Set problem 1: Edit the passage on Sauber's finances: reproduce everything from "And as discussed" down to "the costs involved.", swapping "podcast" for "radio show".
────────
But the situation is even worse for Sauber, with the team in arrears over payments due to Nico Hulkenberg and a question mark over whether the team will even complete the year.
'It is very difficult at the moment,' said team owner Peter Sauber. 'Our resources are very limited and the situation is uncomfortable and embarrassing.
'In 20 years in Formula One, we have never not paid wages on time.
'It is affecting not only the development of the car, but also the suppliers. For the large part, we are being met with understanding, but it is very stressful for us and in many regards painful.'
Sauber's plight is serious. The man with racing in his blood has never had to lay off a member of staff – and doesn't want to start now.
Equally, they need either fresh investment or new sponsors – and quickly. Time is of the essence, and time is also running out. So much so, Sauber may not be able to run for the remainder of the season.
'In principle, no – but I feel safe,' he added. 'Currently we are working day to day. If there is no other way out, that is a possibility (to sell the team). But we are far from that. Closure is not an option.
'The fire inside me is kindled by situations like this. There is nothing else to do than fight.'
Nothing is straight forward. F1 supremo Bernie Ecclestone has openly said 10 teams is his ideal for the grid – one fewer than present and the number we enjoyed before 2010.
And as discussed on the EDPF1 podcast this week, for every team struggling for cash there are plenty of others willing to take their place – even if they have no comprehension of the costs involved.
That's the mercenary nature of F1 – and given it didn't change for the new teams in 2010, there's little chance of it changing for anything or anyone else any time soon.
────────
Set problem 2: Count the lines in the records that contain the string "green", treating case as significant, and reply with the number only.
────────
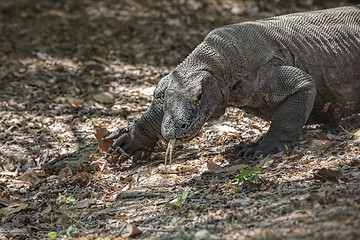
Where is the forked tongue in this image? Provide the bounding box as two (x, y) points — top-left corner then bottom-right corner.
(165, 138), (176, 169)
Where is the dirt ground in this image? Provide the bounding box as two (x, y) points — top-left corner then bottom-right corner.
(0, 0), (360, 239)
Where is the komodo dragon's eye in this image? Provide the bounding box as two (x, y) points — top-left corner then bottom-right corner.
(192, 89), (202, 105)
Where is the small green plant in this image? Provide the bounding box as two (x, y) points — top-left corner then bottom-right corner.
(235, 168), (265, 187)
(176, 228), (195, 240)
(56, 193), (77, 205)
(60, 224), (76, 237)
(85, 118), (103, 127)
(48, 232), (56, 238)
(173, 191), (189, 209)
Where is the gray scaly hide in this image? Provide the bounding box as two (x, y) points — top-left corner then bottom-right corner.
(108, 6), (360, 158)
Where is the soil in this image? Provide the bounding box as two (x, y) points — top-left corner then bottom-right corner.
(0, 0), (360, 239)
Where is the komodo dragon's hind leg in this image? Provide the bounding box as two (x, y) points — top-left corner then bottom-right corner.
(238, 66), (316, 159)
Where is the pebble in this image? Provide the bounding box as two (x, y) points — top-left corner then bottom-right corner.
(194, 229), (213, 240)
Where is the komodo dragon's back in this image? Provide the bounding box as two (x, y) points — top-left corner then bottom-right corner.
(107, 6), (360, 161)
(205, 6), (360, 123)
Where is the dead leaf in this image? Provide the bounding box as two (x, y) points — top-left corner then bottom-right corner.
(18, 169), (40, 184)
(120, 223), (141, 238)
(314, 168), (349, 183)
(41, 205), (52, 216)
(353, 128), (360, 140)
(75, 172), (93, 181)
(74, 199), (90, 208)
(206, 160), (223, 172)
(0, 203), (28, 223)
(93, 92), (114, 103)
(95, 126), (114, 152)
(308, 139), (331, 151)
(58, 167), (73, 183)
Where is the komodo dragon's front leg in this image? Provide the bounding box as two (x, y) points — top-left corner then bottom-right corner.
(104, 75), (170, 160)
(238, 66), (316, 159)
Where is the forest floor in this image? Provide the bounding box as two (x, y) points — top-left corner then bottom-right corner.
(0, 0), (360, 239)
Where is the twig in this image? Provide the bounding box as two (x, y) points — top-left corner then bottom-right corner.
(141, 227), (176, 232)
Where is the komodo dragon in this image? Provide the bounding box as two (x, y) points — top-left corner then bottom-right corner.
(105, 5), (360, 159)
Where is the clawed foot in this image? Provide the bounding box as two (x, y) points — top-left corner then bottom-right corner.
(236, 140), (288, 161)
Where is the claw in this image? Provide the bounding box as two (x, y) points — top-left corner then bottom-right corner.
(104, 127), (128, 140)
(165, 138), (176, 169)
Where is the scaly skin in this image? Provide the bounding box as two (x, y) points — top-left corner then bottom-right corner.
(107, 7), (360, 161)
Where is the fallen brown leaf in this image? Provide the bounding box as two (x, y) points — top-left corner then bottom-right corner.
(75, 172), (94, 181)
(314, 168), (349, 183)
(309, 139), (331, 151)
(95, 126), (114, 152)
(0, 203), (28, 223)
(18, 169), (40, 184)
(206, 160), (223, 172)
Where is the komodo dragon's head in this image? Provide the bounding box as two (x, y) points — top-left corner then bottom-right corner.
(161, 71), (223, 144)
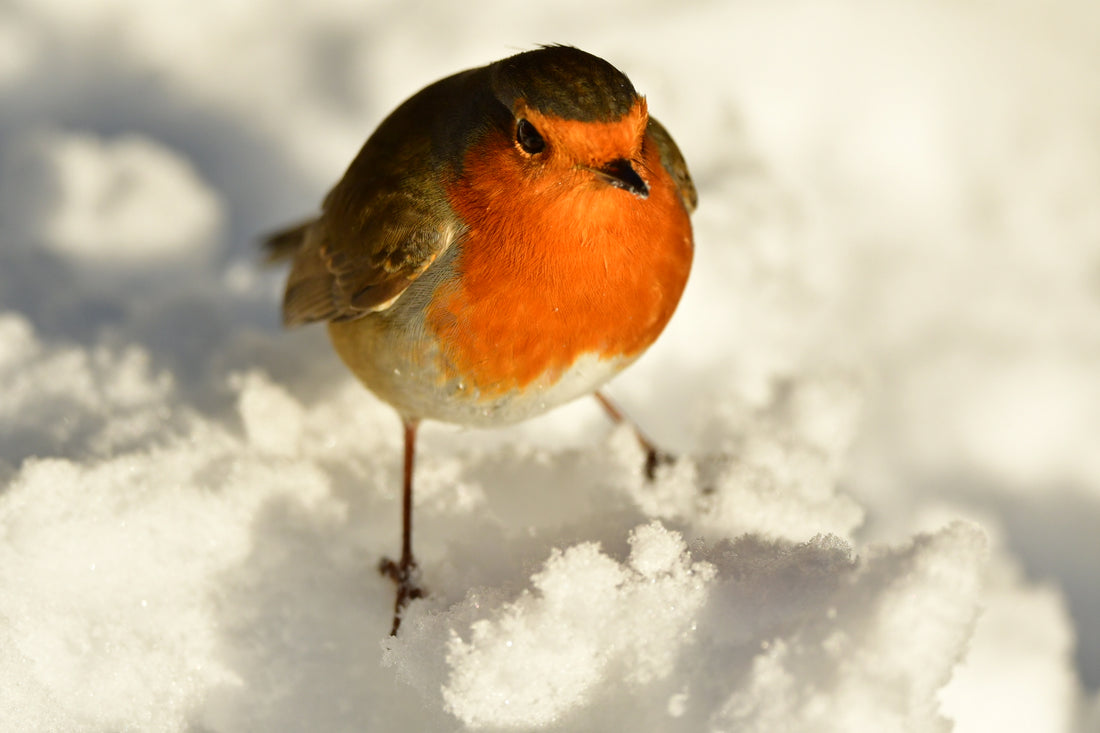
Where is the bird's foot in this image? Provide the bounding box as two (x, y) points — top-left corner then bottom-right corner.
────────
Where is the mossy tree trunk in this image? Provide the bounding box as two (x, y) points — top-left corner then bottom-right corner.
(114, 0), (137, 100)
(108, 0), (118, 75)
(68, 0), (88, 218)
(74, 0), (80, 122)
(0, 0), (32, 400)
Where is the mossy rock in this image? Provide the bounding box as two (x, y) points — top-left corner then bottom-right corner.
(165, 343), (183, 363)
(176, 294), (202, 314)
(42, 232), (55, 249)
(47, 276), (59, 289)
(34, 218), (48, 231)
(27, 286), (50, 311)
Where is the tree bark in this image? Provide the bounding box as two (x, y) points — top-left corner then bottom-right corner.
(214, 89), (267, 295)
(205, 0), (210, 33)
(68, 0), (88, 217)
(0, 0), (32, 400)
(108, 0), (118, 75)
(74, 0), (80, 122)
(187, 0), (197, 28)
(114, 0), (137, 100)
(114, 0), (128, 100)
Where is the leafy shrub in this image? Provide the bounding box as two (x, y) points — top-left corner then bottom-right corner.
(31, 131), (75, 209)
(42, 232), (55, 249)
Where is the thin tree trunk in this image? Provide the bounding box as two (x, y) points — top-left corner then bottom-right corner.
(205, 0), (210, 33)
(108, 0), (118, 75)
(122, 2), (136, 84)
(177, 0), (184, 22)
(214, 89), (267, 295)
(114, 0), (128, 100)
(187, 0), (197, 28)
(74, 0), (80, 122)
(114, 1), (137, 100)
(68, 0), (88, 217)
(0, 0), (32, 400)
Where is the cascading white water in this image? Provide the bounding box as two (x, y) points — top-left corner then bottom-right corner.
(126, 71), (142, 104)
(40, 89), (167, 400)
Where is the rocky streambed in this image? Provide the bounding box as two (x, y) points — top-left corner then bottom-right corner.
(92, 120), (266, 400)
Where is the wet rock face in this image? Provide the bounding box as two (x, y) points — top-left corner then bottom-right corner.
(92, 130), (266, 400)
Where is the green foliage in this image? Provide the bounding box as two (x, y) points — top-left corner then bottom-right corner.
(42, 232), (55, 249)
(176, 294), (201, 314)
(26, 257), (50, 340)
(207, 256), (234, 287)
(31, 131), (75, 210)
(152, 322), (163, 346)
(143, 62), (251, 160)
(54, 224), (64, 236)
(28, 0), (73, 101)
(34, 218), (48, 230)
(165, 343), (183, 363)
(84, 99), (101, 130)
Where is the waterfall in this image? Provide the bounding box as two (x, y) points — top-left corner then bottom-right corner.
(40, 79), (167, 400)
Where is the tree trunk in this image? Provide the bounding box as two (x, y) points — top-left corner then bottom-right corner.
────────
Solution 1:
And as discussed on the EDPF1 radio show this week, for every team struggling for cash there are plenty of others willing to take their place – even if they have no comprehension of the costs involved.

Solution 2: 2